--- START Record list ---
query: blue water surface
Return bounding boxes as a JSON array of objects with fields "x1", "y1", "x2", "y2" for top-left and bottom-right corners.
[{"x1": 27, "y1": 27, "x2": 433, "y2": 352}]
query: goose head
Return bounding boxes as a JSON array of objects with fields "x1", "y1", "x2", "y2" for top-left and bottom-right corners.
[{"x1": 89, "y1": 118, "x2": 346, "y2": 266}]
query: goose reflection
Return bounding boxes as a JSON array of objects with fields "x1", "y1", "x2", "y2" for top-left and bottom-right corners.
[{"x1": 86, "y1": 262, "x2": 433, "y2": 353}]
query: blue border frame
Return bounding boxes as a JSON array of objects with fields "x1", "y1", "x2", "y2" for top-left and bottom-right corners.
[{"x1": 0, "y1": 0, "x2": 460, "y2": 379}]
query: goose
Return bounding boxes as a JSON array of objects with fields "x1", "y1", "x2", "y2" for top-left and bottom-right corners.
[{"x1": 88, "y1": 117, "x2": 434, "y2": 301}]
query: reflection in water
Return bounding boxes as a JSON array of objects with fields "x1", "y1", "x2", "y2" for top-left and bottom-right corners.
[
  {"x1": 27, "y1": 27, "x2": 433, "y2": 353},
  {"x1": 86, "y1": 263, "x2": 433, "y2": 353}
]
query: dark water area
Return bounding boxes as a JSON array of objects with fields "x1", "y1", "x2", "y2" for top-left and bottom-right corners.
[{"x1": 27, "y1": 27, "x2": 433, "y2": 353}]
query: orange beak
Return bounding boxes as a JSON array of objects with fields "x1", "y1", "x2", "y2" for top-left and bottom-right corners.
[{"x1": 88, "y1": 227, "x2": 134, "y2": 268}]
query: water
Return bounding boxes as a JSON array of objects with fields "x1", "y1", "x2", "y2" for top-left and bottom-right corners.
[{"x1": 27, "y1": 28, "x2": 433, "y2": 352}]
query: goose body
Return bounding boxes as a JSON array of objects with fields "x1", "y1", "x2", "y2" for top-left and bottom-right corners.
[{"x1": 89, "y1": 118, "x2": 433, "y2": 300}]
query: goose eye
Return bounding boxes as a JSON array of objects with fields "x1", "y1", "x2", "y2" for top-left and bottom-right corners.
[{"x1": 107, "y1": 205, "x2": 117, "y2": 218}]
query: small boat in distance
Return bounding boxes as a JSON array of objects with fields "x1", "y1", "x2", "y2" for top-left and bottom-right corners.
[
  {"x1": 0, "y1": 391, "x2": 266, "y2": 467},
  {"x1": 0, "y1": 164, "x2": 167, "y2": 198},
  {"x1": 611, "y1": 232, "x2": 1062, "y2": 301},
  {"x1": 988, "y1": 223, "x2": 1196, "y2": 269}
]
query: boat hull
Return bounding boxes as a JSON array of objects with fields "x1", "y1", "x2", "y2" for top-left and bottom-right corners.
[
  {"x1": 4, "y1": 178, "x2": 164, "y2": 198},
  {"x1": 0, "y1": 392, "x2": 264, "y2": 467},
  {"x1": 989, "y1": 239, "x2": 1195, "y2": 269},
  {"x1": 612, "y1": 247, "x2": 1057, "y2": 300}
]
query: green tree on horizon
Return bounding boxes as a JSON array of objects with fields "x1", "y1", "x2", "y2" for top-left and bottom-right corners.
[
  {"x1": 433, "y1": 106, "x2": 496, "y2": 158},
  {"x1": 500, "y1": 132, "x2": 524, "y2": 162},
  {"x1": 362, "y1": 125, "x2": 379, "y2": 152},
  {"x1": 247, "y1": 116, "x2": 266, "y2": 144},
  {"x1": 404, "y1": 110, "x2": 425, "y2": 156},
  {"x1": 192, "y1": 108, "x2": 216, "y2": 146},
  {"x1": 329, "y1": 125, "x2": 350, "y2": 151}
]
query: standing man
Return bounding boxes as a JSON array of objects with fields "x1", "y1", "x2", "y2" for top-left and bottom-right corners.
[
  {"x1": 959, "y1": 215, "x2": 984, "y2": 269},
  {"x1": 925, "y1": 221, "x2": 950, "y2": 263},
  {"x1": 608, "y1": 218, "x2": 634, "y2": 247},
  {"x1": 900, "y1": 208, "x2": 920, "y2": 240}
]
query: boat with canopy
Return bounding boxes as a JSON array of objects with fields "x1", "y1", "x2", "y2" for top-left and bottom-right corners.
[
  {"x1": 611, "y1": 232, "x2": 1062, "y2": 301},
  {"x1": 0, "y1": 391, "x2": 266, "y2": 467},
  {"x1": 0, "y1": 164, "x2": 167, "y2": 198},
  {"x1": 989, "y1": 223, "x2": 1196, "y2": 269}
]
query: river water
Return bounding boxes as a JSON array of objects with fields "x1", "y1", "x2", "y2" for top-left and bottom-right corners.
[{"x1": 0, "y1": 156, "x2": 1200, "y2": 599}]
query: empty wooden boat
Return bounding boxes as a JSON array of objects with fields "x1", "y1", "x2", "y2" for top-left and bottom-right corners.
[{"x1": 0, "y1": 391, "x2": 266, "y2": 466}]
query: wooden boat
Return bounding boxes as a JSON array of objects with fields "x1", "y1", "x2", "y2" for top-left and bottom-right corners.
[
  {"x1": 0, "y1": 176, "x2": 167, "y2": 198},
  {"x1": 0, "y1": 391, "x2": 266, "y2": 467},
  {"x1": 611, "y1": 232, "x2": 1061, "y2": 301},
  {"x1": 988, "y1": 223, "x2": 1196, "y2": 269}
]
--- END Record list ---
What you will do
Rewrite all the entries above with "top-left and bottom-right corners" changed to "upper-left and lower-right corners", leaving everything else as it is.

Exercise answer
query: blue water surface
Return bounding boxes as a JSON array of objects with fields "x1", "y1", "x2", "y2" for upper-left and lower-right corners.
[{"x1": 27, "y1": 27, "x2": 433, "y2": 352}]
query: goose head
Return bounding boxes as a JSON array of objects with fields "x1", "y1", "x2", "y2" for upper-left and lower-right corners.
[{"x1": 89, "y1": 118, "x2": 346, "y2": 266}]
query: goose reflection
Return bounding boxes as a JSON array of objects with fields "x1", "y1", "x2", "y2" for upper-left and lower-right corners.
[{"x1": 86, "y1": 262, "x2": 433, "y2": 353}]
query: blue border frame
Return bounding boxes as a JSON array of objects with fields "x1", "y1", "x2", "y2" for upper-left and lower-right corners.
[{"x1": 0, "y1": 0, "x2": 460, "y2": 379}]
query: goose
Return bounding boxes as a JSON array of objects with fields "x1", "y1", "x2", "y2" for upper-left and lower-right corners.
[{"x1": 88, "y1": 117, "x2": 434, "y2": 301}]
query: reflection in water
Return bounding boxes as a JSON array of objects with fields "x1", "y1", "x2", "y2" for upper-left and lower-right corners.
[
  {"x1": 27, "y1": 27, "x2": 433, "y2": 353},
  {"x1": 86, "y1": 263, "x2": 433, "y2": 353}
]
query: dark water area
Return bounding boxes as a JSON array of objects with fields "x1", "y1", "x2", "y2" for upper-left and lower-right corners.
[{"x1": 27, "y1": 27, "x2": 433, "y2": 353}]
query: orange beak
Return bounding boxes as a JSON array of objects with fields "x1", "y1", "x2", "y2" for upper-left and lower-right corners.
[{"x1": 88, "y1": 227, "x2": 134, "y2": 268}]
query: water
Return bounding boxes as a JSON array of objects with fields "x1", "y1", "x2", "y2" for upper-left and lower-right corners.
[{"x1": 27, "y1": 28, "x2": 433, "y2": 352}]
query: goose body
Return bounding boxes as a JSON array of objects with fields "x1", "y1", "x2", "y2" for upper-left and lower-right corners.
[{"x1": 89, "y1": 118, "x2": 433, "y2": 300}]
query: goose eye
Return bounding boxes as a JSON array of objects with fields "x1", "y1", "x2", "y2" for upper-left and lower-right corners.
[{"x1": 107, "y1": 205, "x2": 117, "y2": 218}]
query: small boat in distance
Return bounding boxes as a JSON array of objects with fields "x1", "y1", "x2", "y2" for upper-left and lower-right corners.
[
  {"x1": 0, "y1": 391, "x2": 266, "y2": 467},
  {"x1": 0, "y1": 164, "x2": 167, "y2": 198},
  {"x1": 611, "y1": 232, "x2": 1062, "y2": 301},
  {"x1": 988, "y1": 223, "x2": 1196, "y2": 269}
]
query: boat hull
Return bounding boxes as a JSON array of objects with fields "x1", "y1", "x2", "y2" for upper-left and lower-right corners.
[
  {"x1": 4, "y1": 178, "x2": 164, "y2": 198},
  {"x1": 0, "y1": 392, "x2": 264, "y2": 467},
  {"x1": 989, "y1": 239, "x2": 1195, "y2": 269},
  {"x1": 612, "y1": 247, "x2": 1057, "y2": 300}
]
query: green tree on horizon
Return bounding boxes as a JSON array of objects with fields "x1", "y1", "x2", "y2" for upper-left and lower-right corners.
[
  {"x1": 433, "y1": 106, "x2": 496, "y2": 158},
  {"x1": 500, "y1": 132, "x2": 524, "y2": 162},
  {"x1": 362, "y1": 125, "x2": 379, "y2": 152},
  {"x1": 247, "y1": 116, "x2": 266, "y2": 144},
  {"x1": 404, "y1": 110, "x2": 425, "y2": 156},
  {"x1": 192, "y1": 108, "x2": 216, "y2": 146},
  {"x1": 329, "y1": 125, "x2": 350, "y2": 151}
]
query: standing man
Return bounding boxes as a JSON array of objects with fields "x1", "y1", "x2", "y2" for upper-left and lower-right corners.
[
  {"x1": 959, "y1": 215, "x2": 984, "y2": 269},
  {"x1": 925, "y1": 221, "x2": 950, "y2": 263},
  {"x1": 608, "y1": 218, "x2": 634, "y2": 247},
  {"x1": 900, "y1": 208, "x2": 920, "y2": 240}
]
query: boat with canopy
Return bounding boxes as a JSON array of objects with fields "x1", "y1", "x2", "y2" for upper-left and lower-right corners.
[
  {"x1": 611, "y1": 232, "x2": 1062, "y2": 301},
  {"x1": 0, "y1": 391, "x2": 266, "y2": 467},
  {"x1": 0, "y1": 164, "x2": 167, "y2": 198},
  {"x1": 989, "y1": 223, "x2": 1196, "y2": 269}
]
query: river water
Return bounding boxes as a JSON array of objects with fields "x1", "y1", "x2", "y2" for upper-left and lower-right corners.
[{"x1": 0, "y1": 156, "x2": 1200, "y2": 599}]
query: empty wooden boat
Return bounding boxes as a JSON array of objects with fields "x1", "y1", "x2", "y2" for upper-left and lower-right corners.
[{"x1": 0, "y1": 391, "x2": 266, "y2": 466}]
query: wooden boat
Return bounding boxes as a JSON array of objects with fields "x1", "y1", "x2", "y2" for upper-left and lower-right corners.
[
  {"x1": 0, "y1": 176, "x2": 167, "y2": 198},
  {"x1": 0, "y1": 391, "x2": 266, "y2": 467},
  {"x1": 611, "y1": 232, "x2": 1061, "y2": 301},
  {"x1": 988, "y1": 223, "x2": 1196, "y2": 269}
]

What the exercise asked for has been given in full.